● Problem description
Copy each record below faithfully, leaving out images.

(Stored data begins)

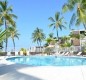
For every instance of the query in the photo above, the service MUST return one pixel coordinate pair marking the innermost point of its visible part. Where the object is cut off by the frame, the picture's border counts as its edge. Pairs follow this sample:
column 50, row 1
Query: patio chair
column 16, row 53
column 21, row 53
column 79, row 53
column 28, row 53
column 62, row 53
column 66, row 54
column 8, row 53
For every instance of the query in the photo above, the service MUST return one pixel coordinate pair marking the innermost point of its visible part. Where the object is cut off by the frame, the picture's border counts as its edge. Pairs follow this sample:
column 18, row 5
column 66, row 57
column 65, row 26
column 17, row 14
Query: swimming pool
column 49, row 60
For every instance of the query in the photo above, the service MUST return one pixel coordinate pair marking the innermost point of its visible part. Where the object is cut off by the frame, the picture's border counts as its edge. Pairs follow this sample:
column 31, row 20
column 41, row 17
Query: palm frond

(Stored data ends)

● Answer box
For every instance of the query in the photo above, the service MUST return one pixel coordinate pair marking the innermost point of its visible part. Where the object is cut off by the frame, the picture's border counts as its edge. Pairs follow this sample:
column 50, row 1
Query: patio chair
column 16, row 53
column 21, row 53
column 79, row 53
column 28, row 53
column 62, row 53
column 66, row 54
column 8, row 53
For every instance of the query in the photo above, the service MUST return one pixel coordinate pair marking the innermost point of its visible part. Where the object is cut off by the frame, the picture's border counts as its edge. Pairs follow this sample:
column 18, row 5
column 66, row 57
column 65, row 26
column 17, row 14
Query: swimming pool
column 49, row 60
For every instance of the query in the photo above, the service MUST return one pixel coordinate pair marking the innermost point of its visible part. Where the object is cut off by the frame, the picture's border counts as its edge. Pairs follow this sample:
column 31, row 20
column 41, row 17
Query: palm frond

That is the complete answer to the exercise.